[Start of section]

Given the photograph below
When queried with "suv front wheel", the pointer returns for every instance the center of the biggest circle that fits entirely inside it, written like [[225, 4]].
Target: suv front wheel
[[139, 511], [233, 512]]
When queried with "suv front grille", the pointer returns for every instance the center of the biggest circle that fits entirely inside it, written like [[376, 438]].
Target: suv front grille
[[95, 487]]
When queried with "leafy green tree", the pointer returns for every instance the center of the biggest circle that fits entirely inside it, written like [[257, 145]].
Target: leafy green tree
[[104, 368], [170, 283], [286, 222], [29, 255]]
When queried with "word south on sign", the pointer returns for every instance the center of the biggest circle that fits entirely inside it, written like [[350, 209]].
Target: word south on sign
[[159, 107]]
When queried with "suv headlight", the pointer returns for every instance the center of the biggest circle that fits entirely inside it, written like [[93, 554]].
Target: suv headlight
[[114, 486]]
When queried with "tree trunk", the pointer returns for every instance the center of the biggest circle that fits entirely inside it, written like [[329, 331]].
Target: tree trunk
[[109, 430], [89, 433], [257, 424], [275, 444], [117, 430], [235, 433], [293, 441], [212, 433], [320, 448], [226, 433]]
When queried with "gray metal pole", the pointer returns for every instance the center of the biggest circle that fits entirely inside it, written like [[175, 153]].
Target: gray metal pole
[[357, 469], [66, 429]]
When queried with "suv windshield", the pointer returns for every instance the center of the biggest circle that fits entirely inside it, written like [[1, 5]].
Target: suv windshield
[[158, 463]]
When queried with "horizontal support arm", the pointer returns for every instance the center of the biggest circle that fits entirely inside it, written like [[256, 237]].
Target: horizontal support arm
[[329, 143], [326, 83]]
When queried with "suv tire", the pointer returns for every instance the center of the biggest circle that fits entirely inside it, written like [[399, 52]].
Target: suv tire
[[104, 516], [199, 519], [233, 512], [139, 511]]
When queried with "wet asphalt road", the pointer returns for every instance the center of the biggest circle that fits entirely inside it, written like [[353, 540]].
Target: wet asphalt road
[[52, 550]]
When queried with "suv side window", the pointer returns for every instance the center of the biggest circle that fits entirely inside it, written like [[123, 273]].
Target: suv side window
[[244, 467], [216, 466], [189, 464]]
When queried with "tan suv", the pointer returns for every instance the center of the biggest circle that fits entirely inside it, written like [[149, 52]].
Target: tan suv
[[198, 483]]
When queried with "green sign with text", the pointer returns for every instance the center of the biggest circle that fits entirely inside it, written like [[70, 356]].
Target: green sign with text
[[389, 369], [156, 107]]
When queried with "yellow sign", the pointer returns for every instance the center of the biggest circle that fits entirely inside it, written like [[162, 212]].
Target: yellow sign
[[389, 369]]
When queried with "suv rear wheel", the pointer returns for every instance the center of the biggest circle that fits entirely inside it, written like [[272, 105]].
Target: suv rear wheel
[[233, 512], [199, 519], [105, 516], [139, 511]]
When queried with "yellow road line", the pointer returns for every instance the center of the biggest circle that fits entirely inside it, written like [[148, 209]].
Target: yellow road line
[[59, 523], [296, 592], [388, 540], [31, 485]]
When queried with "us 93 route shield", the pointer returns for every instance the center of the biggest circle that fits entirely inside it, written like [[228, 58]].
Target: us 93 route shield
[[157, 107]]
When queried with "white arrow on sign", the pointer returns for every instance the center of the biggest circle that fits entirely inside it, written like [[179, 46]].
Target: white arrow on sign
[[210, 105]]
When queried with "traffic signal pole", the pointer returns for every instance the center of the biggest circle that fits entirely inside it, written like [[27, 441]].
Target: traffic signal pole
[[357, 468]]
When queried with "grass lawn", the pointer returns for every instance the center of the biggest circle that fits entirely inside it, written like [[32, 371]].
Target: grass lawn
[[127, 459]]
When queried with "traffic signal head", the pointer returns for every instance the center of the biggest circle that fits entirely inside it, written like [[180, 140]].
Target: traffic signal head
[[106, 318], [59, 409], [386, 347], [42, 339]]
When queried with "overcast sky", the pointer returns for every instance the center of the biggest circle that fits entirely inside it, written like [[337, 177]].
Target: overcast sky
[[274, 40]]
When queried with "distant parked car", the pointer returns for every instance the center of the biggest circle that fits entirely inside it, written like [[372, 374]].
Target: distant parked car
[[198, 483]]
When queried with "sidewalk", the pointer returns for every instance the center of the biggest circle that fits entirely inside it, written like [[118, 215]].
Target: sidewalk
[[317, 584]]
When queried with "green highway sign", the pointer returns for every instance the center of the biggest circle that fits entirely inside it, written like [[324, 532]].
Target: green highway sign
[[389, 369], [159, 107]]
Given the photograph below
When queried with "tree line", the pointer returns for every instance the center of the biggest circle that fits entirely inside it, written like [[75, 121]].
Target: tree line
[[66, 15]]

[End of section]
[Start of section]

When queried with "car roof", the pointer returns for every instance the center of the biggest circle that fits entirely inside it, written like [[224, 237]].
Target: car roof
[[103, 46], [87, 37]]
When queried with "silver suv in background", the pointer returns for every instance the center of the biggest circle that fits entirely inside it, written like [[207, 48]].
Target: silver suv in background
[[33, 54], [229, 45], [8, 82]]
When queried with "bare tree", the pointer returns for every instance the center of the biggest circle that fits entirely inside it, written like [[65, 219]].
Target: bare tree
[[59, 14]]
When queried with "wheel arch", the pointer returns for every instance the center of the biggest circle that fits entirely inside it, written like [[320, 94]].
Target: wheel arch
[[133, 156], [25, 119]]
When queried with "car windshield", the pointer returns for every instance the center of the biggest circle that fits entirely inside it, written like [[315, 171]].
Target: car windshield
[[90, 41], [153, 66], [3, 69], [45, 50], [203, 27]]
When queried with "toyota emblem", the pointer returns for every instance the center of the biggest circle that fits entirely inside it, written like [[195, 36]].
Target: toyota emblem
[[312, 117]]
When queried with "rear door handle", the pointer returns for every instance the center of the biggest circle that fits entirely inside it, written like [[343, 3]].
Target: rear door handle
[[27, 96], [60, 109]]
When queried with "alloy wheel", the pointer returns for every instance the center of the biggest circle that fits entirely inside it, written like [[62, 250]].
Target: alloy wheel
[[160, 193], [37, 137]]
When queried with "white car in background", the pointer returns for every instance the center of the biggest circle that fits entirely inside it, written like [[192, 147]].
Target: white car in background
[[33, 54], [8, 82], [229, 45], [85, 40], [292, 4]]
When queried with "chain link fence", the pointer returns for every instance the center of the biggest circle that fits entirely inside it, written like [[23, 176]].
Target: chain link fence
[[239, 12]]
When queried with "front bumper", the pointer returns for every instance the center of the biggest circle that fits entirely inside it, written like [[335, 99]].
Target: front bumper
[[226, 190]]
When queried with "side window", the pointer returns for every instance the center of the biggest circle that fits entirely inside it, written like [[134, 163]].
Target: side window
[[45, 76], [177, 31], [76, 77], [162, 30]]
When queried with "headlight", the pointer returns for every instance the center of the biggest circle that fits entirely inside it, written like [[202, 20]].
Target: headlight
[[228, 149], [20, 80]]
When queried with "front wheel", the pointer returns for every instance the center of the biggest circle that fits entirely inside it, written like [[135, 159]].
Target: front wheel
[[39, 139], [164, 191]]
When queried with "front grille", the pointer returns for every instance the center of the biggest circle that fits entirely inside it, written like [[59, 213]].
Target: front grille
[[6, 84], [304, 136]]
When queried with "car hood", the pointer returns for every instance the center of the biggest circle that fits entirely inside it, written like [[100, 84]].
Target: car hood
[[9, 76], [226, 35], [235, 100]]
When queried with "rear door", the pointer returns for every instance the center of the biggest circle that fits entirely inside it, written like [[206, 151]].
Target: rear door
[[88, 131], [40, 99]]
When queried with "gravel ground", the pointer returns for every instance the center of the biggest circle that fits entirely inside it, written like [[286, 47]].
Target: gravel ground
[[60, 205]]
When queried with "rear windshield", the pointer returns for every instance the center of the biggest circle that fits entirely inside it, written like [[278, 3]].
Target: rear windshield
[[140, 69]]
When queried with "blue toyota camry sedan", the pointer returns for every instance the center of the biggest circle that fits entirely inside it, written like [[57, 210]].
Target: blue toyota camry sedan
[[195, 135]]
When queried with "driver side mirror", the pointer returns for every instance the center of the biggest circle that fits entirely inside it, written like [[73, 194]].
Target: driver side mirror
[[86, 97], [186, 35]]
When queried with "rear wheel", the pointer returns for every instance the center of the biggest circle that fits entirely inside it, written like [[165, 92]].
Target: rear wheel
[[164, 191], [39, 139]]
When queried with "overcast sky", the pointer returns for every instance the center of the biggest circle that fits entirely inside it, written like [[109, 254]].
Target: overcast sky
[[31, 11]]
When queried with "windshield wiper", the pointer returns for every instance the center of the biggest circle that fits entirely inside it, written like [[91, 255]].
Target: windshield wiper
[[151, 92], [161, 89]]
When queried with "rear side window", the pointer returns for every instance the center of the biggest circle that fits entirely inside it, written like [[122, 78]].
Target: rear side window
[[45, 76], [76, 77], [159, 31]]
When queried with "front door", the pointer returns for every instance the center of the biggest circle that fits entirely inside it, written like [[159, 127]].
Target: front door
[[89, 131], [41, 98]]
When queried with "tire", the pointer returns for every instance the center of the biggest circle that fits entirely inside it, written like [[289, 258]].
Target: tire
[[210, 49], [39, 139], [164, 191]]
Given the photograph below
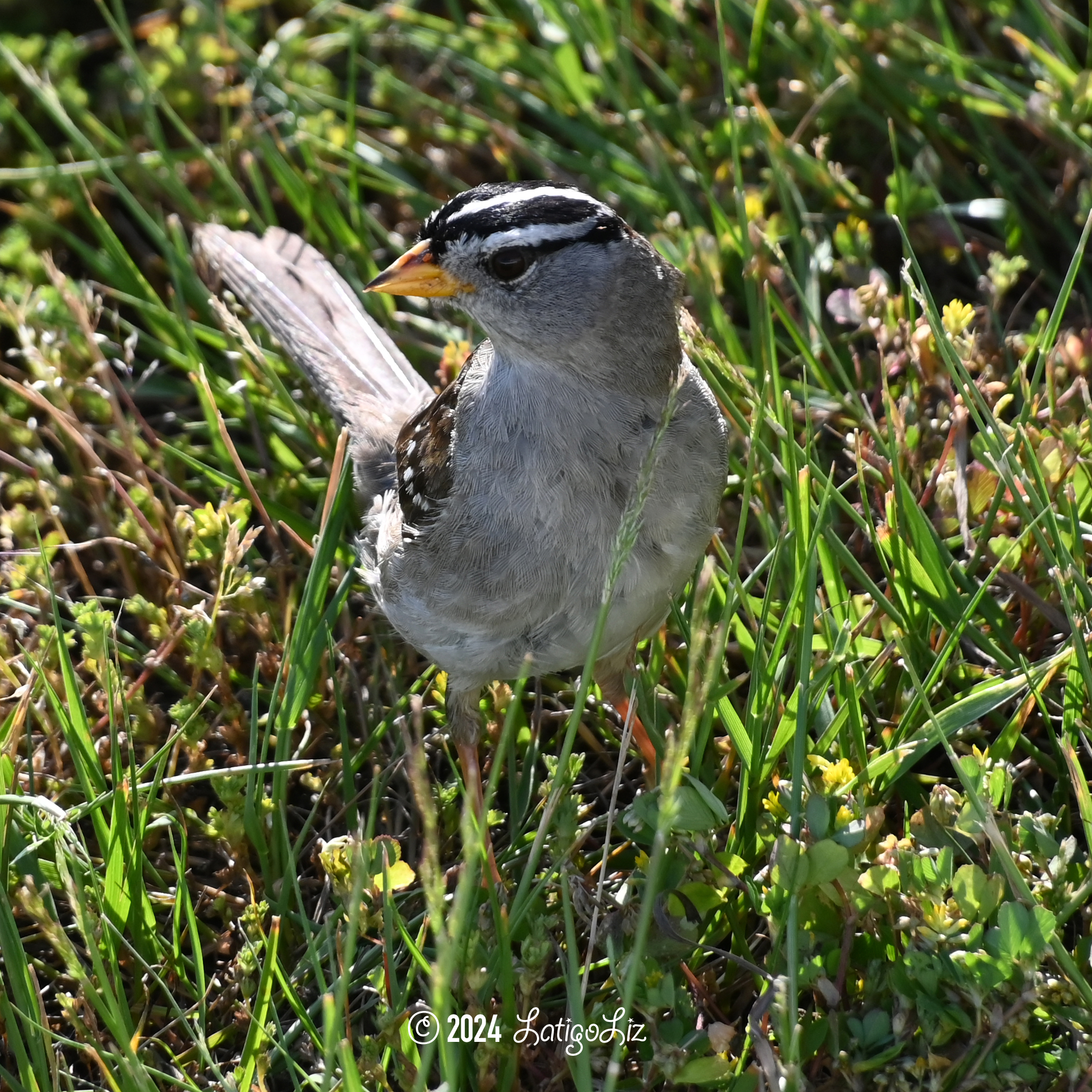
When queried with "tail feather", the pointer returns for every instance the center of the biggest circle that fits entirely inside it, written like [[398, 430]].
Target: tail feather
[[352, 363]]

[End of section]

» **Instructions for the task**
Could you repeat exactly the lines in the listing above from the one with "like [[272, 105]]." down to the one with "like [[148, 209]]."? Include both of those lines.

» **Response to this task**
When queried with "suv rear wheel", the pointer returns for every instance the center of the biggest circle that fits entirely inside it, written like [[272, 105]].
Target: suv rear wheel
[[233, 512], [199, 519], [105, 516], [139, 511]]
When queried with "yellow road line", the pointer returns for every instance the center of the biggest circle that fits entirely inside it, written like [[148, 209]].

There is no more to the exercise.